→ **BRIEF A**:
Retype the disconnect spacing thread starting at "Not really. As" and ending at "encountered this situation.".

# disconnect spacing



## MDShunk (Jan 7, 2007)

Not really. As long as you can operate the handle and get the door open at least 90 degrees, there's really no minimum spacing. Just don't screw the next guy. When a failed disconnect is replaced, the next one might be a smidge bigger.


----------



## codeone (Sep 15, 2008)

GEORGE D said:


> Is there a minimum distance between disconnect banks, like for example a 10 unit strip mall? This may be a dumb question but ive never encountered this situation.


Not a dumb question. Need more info. Such as what kind of fire seperation between units. NEC by itself usually does not control this issue. Also what do you mean by Disconnect Banks?


----------



## MDShunk (Jan 7, 2007)

codeone said:


> Not a dumb question. Need more info. Such as what kind of fire seperation between units. NEC by itself usually does not control this issue. Also what do you mean by Disconnect Banks?


Maybe we're answering different questions. I'm picturing the need to mount 10 disconnects on limited wall space.


----------



## GEORGE D (Apr 2, 2009)

Because you cant have more than 6 grouped together, how close can the next group be?


----------



## MDShunk (Jan 7, 2007)

GEORGE D said:


> Because you cant have more than 6 grouped together, how close can the next group be?


Nonsense. You can have a hundred grouped together. If you have more than 6, however, you need a main disconnect ahead of them. 

If the building has more than one service, you can have 6 in one place, and 6 on the next "building" down. The building code officials have often considered the same building to be more than one building when there's a fire separation (like a block wall) between sections of it.


----------



## codeone (Sep 15, 2008)

MDShunk said:


> Maybe we're answering different questions. I'm picturing the need to mount 10 disconnects on limited wall space.


 Not necessarily , I think we were going at it from different directions.
In his next post he was talking about the six motions of the hand. Which he would not be allowed to do more than one set without fire walls. You addressesd this in your next post. I dont think he has the knowledge about building codes that effect this type of situation.


----------

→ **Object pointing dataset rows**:

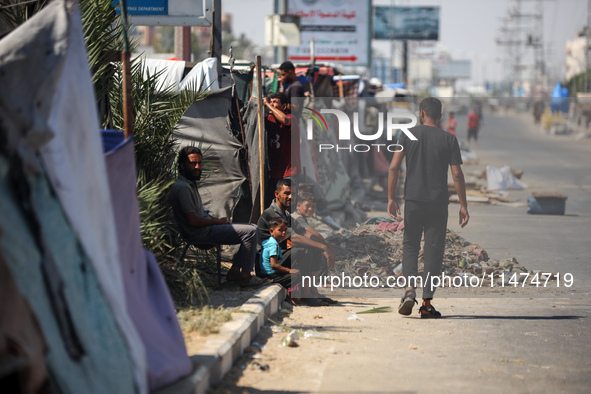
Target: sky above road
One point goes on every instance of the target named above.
(468, 29)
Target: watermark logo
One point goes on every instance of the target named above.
(392, 125)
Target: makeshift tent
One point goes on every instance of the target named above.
(171, 74)
(148, 300)
(97, 295)
(225, 191)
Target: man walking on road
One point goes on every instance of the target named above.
(426, 200)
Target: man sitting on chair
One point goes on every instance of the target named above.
(198, 226)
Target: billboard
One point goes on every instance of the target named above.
(406, 23)
(340, 29)
(454, 69)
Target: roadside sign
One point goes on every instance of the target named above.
(340, 29)
(169, 12)
(406, 23)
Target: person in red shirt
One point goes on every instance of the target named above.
(473, 124)
(451, 123)
(280, 143)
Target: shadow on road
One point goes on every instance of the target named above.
(486, 317)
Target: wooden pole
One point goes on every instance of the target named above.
(126, 68)
(127, 101)
(261, 121)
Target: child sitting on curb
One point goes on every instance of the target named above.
(271, 255)
(306, 207)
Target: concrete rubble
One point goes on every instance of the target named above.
(375, 248)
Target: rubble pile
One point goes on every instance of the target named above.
(375, 248)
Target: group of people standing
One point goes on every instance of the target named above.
(283, 245)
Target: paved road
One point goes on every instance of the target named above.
(537, 343)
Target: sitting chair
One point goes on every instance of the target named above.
(203, 247)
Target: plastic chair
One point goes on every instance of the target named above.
(205, 247)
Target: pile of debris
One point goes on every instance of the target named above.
(375, 248)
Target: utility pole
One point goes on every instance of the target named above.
(512, 38)
(587, 44)
(281, 51)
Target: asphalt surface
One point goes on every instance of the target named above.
(516, 341)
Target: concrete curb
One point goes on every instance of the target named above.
(220, 352)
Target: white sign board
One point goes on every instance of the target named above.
(170, 12)
(340, 29)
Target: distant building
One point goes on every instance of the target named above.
(575, 55)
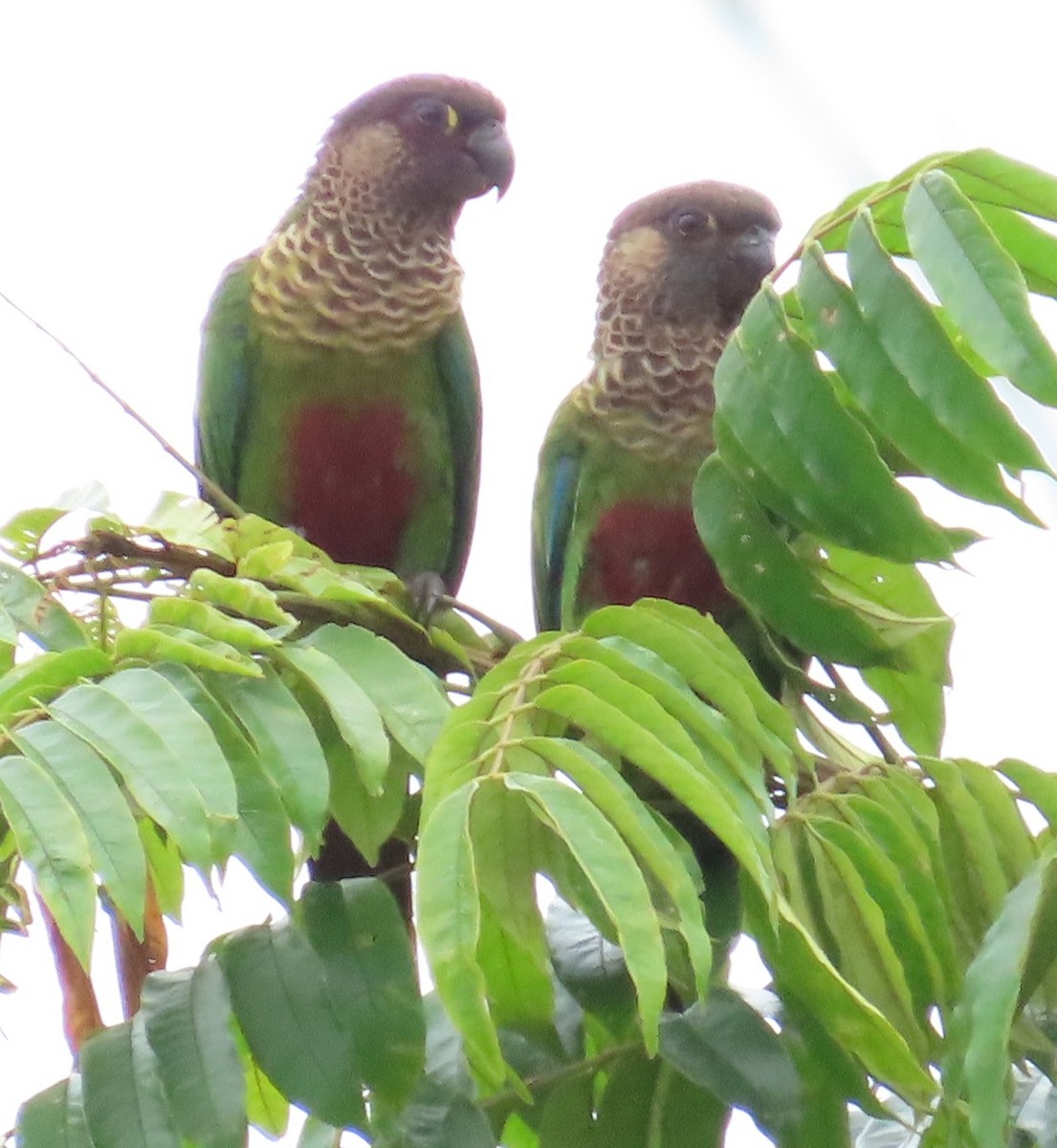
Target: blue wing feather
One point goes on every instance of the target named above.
(555, 508)
(225, 387)
(457, 367)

→ **BRIEF B**:
Put the lines of the listing into a JSON list of strings, one string per line, starting at the line containing "Target: group of people standing" and ending at the last line of the listing. Include both ends, skip blank lines, and leave out the pictures.

→ **FINAL ANSWER A**:
Not really. As long as you can operate the handle and get the door open at least 90 degrees, there's really no minimum spacing. Just don't screw the next guy. When a failed disconnect is replaced, the next one might be a smidge bigger.


----------



## codeone (Sep 15, 2008)

GEORGE D said:


> Is there a minimum distance between disconnect banks, like for example a 10 unit strip mall? This may be a dumb question but ive never encountered this situation.

→ **FINAL ANSWER B**:
[
  "Target: group of people standing",
  "One point goes on every instance of the target named above.",
  "(283, 245)",
  "Target: paved road",
  "One point goes on every instance of the target named above.",
  "(537, 343)",
  "Target: sitting chair",
  "One point goes on every instance of the target named above.",
  "(203, 247)",
  "Target: plastic chair",
  "One point goes on every instance of the target named above.",
  "(205, 247)",
  "Target: pile of debris",
  "One point goes on every instance of the target named above.",
  "(375, 248)",
  "Target: utility pole",
  "One point goes on every instance of the target named above.",
  "(512, 38)",
  "(587, 44)",
  "(281, 51)",
  "Target: asphalt surface",
  "One point goes on every instance of the target named above.",
  "(516, 341)",
  "Target: concrete curb",
  "One point goes on every instance of the target named above.",
  "(220, 352)",
  "Target: white sign board",
  "One point goes on every instance of the target named above.",
  "(170, 12)",
  "(340, 29)",
  "Target: distant building",
  "One point goes on every instance of the target named above.",
  "(575, 55)",
  "Target: blue wing feather",
  "One point goes on every instance of the target named above.",
  "(555, 508)",
  "(225, 387)",
  "(457, 367)"
]